Task directions:
Swap "report bounding boxes" for "return box coordinates" throughout the material below and reproduce it with nothing else changed, leaving out the pictures.

Exercise data:
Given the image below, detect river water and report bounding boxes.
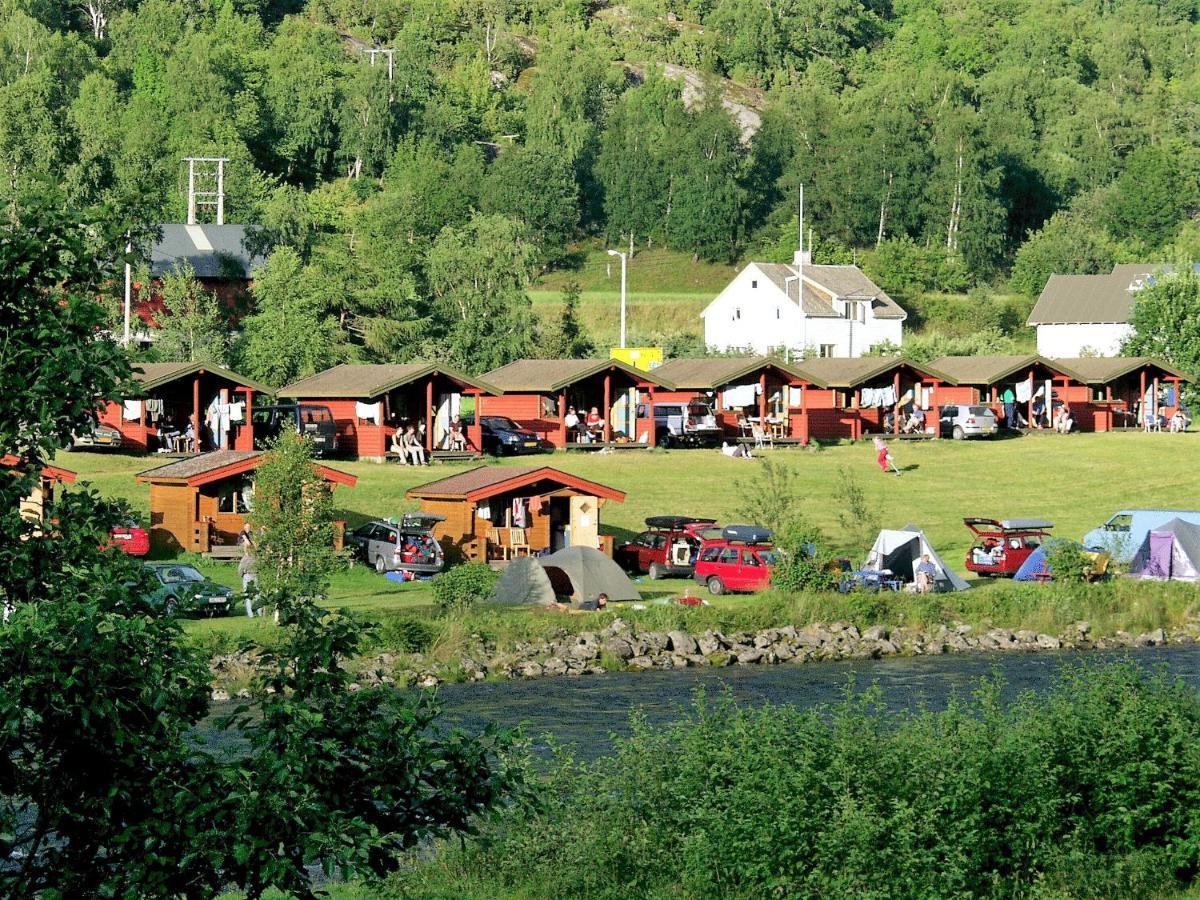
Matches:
[438,647,1200,758]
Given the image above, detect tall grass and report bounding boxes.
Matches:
[384,664,1200,898]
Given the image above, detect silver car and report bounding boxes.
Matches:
[347,512,444,575]
[941,403,996,440]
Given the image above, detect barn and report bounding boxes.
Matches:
[406,466,625,562]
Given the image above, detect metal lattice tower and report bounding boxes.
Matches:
[184,156,229,224]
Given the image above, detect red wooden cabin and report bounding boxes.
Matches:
[98,362,271,454]
[137,450,358,553]
[1052,356,1192,431]
[796,356,954,440]
[484,359,673,450]
[280,362,496,461]
[643,356,824,443]
[932,354,1092,431]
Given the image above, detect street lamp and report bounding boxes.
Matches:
[608,250,629,349]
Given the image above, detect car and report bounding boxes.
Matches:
[938,403,998,440]
[462,415,545,456]
[692,526,779,595]
[962,518,1054,578]
[66,425,121,451]
[347,512,445,577]
[108,518,150,557]
[637,397,725,448]
[1082,509,1200,563]
[612,516,716,581]
[145,563,233,616]
[250,403,337,456]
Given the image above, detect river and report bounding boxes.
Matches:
[438,647,1200,758]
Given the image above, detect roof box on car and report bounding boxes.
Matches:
[721,526,772,544]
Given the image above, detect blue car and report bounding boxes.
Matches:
[463,415,544,456]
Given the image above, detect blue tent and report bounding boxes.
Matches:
[1013,544,1050,581]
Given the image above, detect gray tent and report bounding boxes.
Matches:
[490,557,554,606]
[1129,518,1200,581]
[539,547,642,602]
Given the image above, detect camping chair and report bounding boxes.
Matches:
[509,528,530,557]
[487,528,512,559]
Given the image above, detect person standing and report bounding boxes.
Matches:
[238,522,258,619]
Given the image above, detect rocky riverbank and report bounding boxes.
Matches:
[211,618,1200,701]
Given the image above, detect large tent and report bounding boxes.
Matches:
[540,547,642,602]
[1129,518,1200,581]
[866,524,970,590]
[490,557,556,606]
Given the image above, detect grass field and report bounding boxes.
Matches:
[59,433,1200,636]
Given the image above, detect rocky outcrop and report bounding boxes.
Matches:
[210,618,1200,700]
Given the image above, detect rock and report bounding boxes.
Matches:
[604,637,637,660]
[667,631,700,656]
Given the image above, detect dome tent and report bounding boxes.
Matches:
[865,524,970,590]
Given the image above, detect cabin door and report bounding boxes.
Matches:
[571,497,600,550]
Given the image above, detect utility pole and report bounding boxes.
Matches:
[608,250,629,349]
[184,156,229,224]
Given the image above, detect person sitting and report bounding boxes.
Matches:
[400,425,426,466]
[904,406,925,434]
[450,415,467,454]
[916,553,937,594]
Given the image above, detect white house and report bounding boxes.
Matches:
[1026,263,1170,359]
[701,252,908,358]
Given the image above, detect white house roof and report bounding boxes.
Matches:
[704,263,908,319]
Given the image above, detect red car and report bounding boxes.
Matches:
[692,526,779,594]
[612,516,716,581]
[962,518,1054,578]
[108,520,150,557]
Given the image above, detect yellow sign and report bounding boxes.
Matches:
[608,347,662,372]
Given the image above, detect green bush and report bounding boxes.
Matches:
[433,563,497,616]
[402,664,1200,898]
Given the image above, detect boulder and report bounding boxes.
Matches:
[667,631,700,656]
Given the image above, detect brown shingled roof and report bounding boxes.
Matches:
[654,356,824,390]
[796,356,954,388]
[404,466,625,503]
[484,359,673,392]
[133,362,271,394]
[931,354,1079,385]
[1054,356,1192,384]
[280,362,499,400]
[137,450,358,486]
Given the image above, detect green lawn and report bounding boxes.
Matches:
[59,433,1200,635]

Written reply:
Given the image below, detect river water and return box coordinates.
Matches:
[438,647,1200,758]
Given the image above, detect tall grass and return box coordinates.
Matches:
[384,664,1200,898]
Given the image above, detect silver car and return box coordinates.
Matches:
[347,512,444,575]
[941,403,996,440]
Given the image above, detect barn and return box coordinates.
Matches:
[406,466,625,562]
Given the image above, detect metal lattice tower and return box coordinates.
Matches:
[184,156,229,224]
Given the image above, detect red wooden cabin and return box coordinates.
Matches:
[98,362,271,454]
[137,450,358,553]
[1052,356,1192,431]
[796,356,954,440]
[484,359,673,450]
[280,362,496,461]
[643,356,824,443]
[932,354,1092,431]
Given the image above, detect street lamp and return box coordinates.
Matches:
[608,250,629,349]
Given the image above, detect car and return box coordinates.
Matches:
[938,403,998,440]
[462,415,545,456]
[692,526,779,595]
[962,518,1054,578]
[66,425,121,451]
[347,512,445,577]
[108,518,150,557]
[637,397,725,448]
[1082,509,1200,563]
[612,516,716,581]
[145,563,233,616]
[250,403,337,456]
Given the image above, detect river and return box coordinates.
Matches:
[438,647,1200,758]
Given the image above, detect roof box on car and return box coordinates.
Matches:
[721,526,772,544]
Given the image above, detect blue car and return box coordinates.
Matches:
[463,415,544,456]
Given the image above, detect blue tent and return box coordinates.
Matches:
[1013,544,1050,581]
Given the image above, detect gray tent and return box coordinates.
Matches:
[490,557,554,606]
[1129,518,1200,581]
[539,547,642,602]
Given the image above, detect camping chair and return box coordinates.
Matches:
[509,528,530,557]
[487,528,512,559]
Given the image above, detect person standing and return box coordinates.
Matches:
[238,522,258,619]
Given the image above, detect rocky riverbank and return box coordinates.
Matches:
[211,618,1200,701]
Given the image above, detect large tent and return box coordinates.
Matches:
[540,547,642,602]
[1129,518,1200,581]
[866,524,970,590]
[490,557,556,606]
Given the image above, detect grass field and return box coordinates.
Matches:
[59,433,1200,636]
Given the image above, detect rocky outcrop and return box coordinates.
Matches:
[210,618,1200,700]
Given the image above, detect rock and return box coordinates.
Matches:
[604,637,637,660]
[667,631,700,656]
Given the image above, detect dome tent and return box coordinates.
Matches:
[865,524,970,590]
Given the image above, detect cabin door and return box coordinates.
Matches:
[571,497,600,550]
Given the image above, detect utility pole and return box coordinates.
Matches:
[608,250,629,349]
[184,156,229,224]
Given the image above, detect person sitting and return box coordinates.
Matches:
[400,425,426,466]
[904,406,925,434]
[450,415,467,454]
[916,553,937,594]
Given the image above, detect white house and return box coordinates.
Matches:
[1026,263,1170,359]
[701,252,908,358]
Given the image above, detect white house roof and return box coordinates.
Matches:
[704,263,908,319]
Given the image above, detect red car and return box coordinates.
Matches:
[692,526,779,594]
[612,516,716,581]
[962,518,1054,578]
[108,520,150,557]
Given the image above, detect yellow sign and return box coordinates.
Matches:
[608,347,662,372]
Given the image above, detect green bush and return box coordinates.
Matches:
[433,563,497,616]
[402,664,1200,898]
Given the image above, detect boulder and return box coordinates.
Matches:
[667,631,700,656]
Given the image above, detect brown shingled roof and return box coordinates.
Matches:
[654,356,824,390]
[796,356,954,388]
[404,466,625,503]
[484,359,673,392]
[133,362,271,394]
[931,354,1079,385]
[1054,356,1192,384]
[280,362,499,400]
[137,450,358,486]
Given the image above, detect green lawn and return box coordinates.
Matches:
[59,433,1200,635]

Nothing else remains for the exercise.